GIVEN EXERCISE: Exactly as written, quote every line that follows, skipping the images.

───── INPUT ROWS ─────

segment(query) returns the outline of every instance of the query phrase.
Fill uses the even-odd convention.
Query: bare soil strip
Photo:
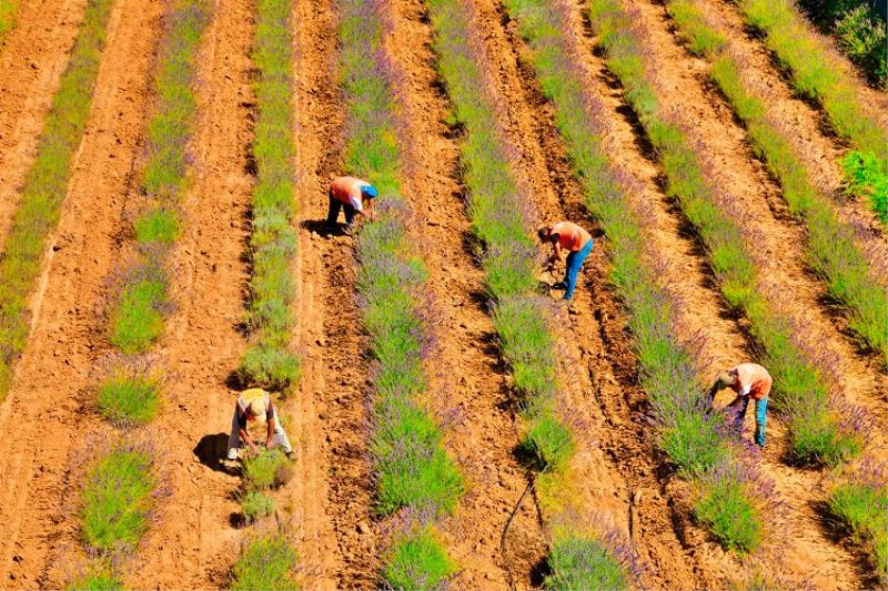
[[[823,304],[824,285],[805,265],[800,247],[803,228],[785,212],[779,188],[755,160],[745,130],[724,99],[708,91],[706,63],[690,58],[669,33],[662,9],[649,2],[630,2],[647,32],[649,60],[657,71],[664,98],[695,122],[694,135],[703,142],[719,172],[722,188],[744,208],[747,242],[756,244],[761,278],[779,294],[771,297],[785,316],[795,316],[823,358],[835,358],[839,387],[846,400],[867,408],[879,425],[888,426],[888,376],[875,356],[861,356],[842,334],[842,320]],[[684,64],[688,64],[687,67]]]
[[[575,9],[576,22],[581,22],[582,10],[582,6]],[[583,33],[587,34],[587,31]],[[640,135],[637,122],[623,108],[622,90],[615,86],[602,60],[594,55],[591,40],[586,39],[584,44],[588,48],[585,68],[595,73],[595,86],[614,114],[613,133],[608,137],[612,150],[617,152],[619,162],[626,163],[645,181],[638,208],[650,212],[648,237],[653,241],[652,252],[657,253],[659,258],[663,286],[684,303],[676,310],[682,326],[678,336],[686,346],[697,351],[702,375],[715,375],[738,359],[748,358],[744,323],[736,323],[724,309],[698,243],[685,226],[680,212],[660,190],[654,155]],[[856,557],[833,542],[830,532],[824,529],[816,510],[817,503],[825,498],[823,475],[795,470],[781,463],[785,434],[776,419],[771,414],[768,424],[769,446],[760,467],[776,482],[777,492],[787,502],[784,520],[770,523],[773,529],[781,532],[778,541],[785,544],[783,558],[787,577],[798,584],[810,580],[825,589],[857,587],[861,579]],[[751,420],[748,420],[747,429],[750,427]],[[687,534],[699,539],[703,532],[687,530]],[[710,558],[723,554],[718,548],[710,548]],[[738,571],[728,574],[736,577]]]
[[[370,360],[355,298],[352,238],[323,231],[330,182],[342,174],[344,130],[335,6],[296,0],[296,172],[301,207],[299,333],[303,376],[294,406],[293,505],[303,511],[309,588],[372,589],[380,568],[366,449]]]
[[[460,182],[457,140],[446,128],[447,99],[441,91],[432,52],[432,29],[418,0],[393,2],[389,51],[405,73],[398,94],[406,123],[407,163],[404,195],[416,216],[414,228],[430,271],[434,294],[437,350],[428,364],[435,409],[456,418],[446,428],[446,445],[470,483],[447,546],[463,569],[461,589],[503,589],[514,580],[531,584],[531,572],[545,557],[546,543],[533,502],[525,500],[501,536],[527,486],[514,456],[518,441],[515,400],[495,345],[487,314],[483,272],[471,252],[465,187]],[[458,371],[453,371],[458,368]]]
[[[226,378],[245,346],[239,324],[249,272],[254,10],[252,0],[215,0],[198,58],[193,186],[172,257],[176,309],[160,349],[171,379],[151,426],[169,497],[133,564],[137,589],[222,585],[238,551],[233,493],[240,480],[219,460],[236,398]]]
[[[0,244],[19,205],[52,96],[83,19],[85,0],[22,2],[0,51]]]
[[[53,549],[72,544],[69,482],[84,435],[103,429],[92,410],[101,299],[120,243],[131,169],[139,152],[162,7],[120,0],[108,27],[91,120],[74,163],[56,240],[34,296],[32,336],[0,407],[0,580],[19,588],[64,584]]]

─────

ANSWER BELOW:
segment(query) returns the outline of every instance of the query phrase.
Fill uses the even-odd convention.
Query: bare soil strip
Photo:
[[[823,304],[824,285],[805,265],[800,247],[803,228],[785,212],[779,188],[755,160],[745,130],[724,99],[708,91],[706,63],[690,58],[669,33],[662,9],[649,2],[630,2],[647,32],[649,60],[657,71],[664,98],[695,122],[694,135],[703,142],[719,172],[722,188],[744,208],[747,242],[756,244],[761,278],[779,294],[771,297],[785,316],[795,316],[823,358],[835,358],[839,387],[846,400],[867,408],[879,425],[888,426],[888,376],[875,356],[861,356],[842,334],[842,320]],[[684,64],[688,64],[687,67]]]
[[[575,9],[576,22],[581,22],[582,10],[582,6]],[[583,33],[587,34],[587,31]],[[640,135],[637,122],[623,108],[622,90],[615,86],[602,60],[594,55],[591,40],[586,39],[584,44],[588,48],[585,68],[595,73],[595,86],[614,114],[613,133],[608,137],[612,150],[617,152],[619,162],[626,163],[645,181],[638,208],[650,212],[648,237],[653,241],[652,252],[657,253],[659,258],[663,286],[684,303],[676,310],[682,326],[678,336],[686,346],[697,351],[702,375],[715,375],[738,359],[748,358],[744,323],[736,323],[724,309],[698,243],[685,226],[680,212],[660,190],[654,155]],[[856,557],[833,542],[830,532],[824,529],[816,510],[817,503],[825,498],[823,475],[795,470],[781,463],[785,434],[776,419],[771,414],[768,424],[769,446],[760,467],[776,482],[777,492],[787,502],[784,520],[770,523],[773,529],[781,532],[778,541],[785,544],[783,558],[787,577],[798,584],[810,580],[825,589],[857,587],[861,579]],[[751,420],[748,420],[747,429],[750,427]],[[687,534],[699,539],[703,532],[687,530]],[[710,558],[723,554],[718,548],[710,548]],[[738,571],[728,574],[736,577]]]
[[[370,360],[355,298],[352,238],[323,231],[330,182],[342,174],[344,130],[335,6],[296,0],[296,172],[301,207],[299,333],[303,376],[294,406],[293,505],[303,511],[309,588],[372,589],[380,568],[366,449]]]
[[[460,182],[457,140],[446,128],[447,99],[441,91],[432,52],[432,29],[418,0],[393,2],[389,51],[405,73],[398,94],[406,123],[407,163],[404,195],[416,216],[414,228],[430,271],[434,294],[437,350],[428,364],[435,409],[456,418],[446,428],[446,445],[470,483],[447,546],[463,569],[461,589],[503,589],[514,580],[531,584],[531,572],[545,557],[546,543],[533,502],[525,500],[501,536],[527,486],[514,456],[518,441],[515,400],[495,345],[487,314],[483,272],[471,252],[465,187]],[[458,371],[453,371],[458,368]]]
[[[226,378],[245,346],[239,324],[249,272],[254,10],[252,0],[215,0],[198,58],[193,186],[172,257],[176,309],[160,349],[171,379],[151,426],[169,497],[133,564],[137,589],[222,585],[238,551],[233,493],[240,480],[219,460],[236,398]]]
[[[0,244],[19,205],[52,96],[83,19],[85,0],[22,2],[0,51]]]
[[[53,549],[72,544],[69,482],[84,435],[103,429],[92,410],[101,299],[120,243],[131,169],[139,152],[162,7],[120,0],[108,27],[91,120],[74,163],[56,240],[34,296],[32,336],[0,407],[0,580],[19,588],[64,584]]]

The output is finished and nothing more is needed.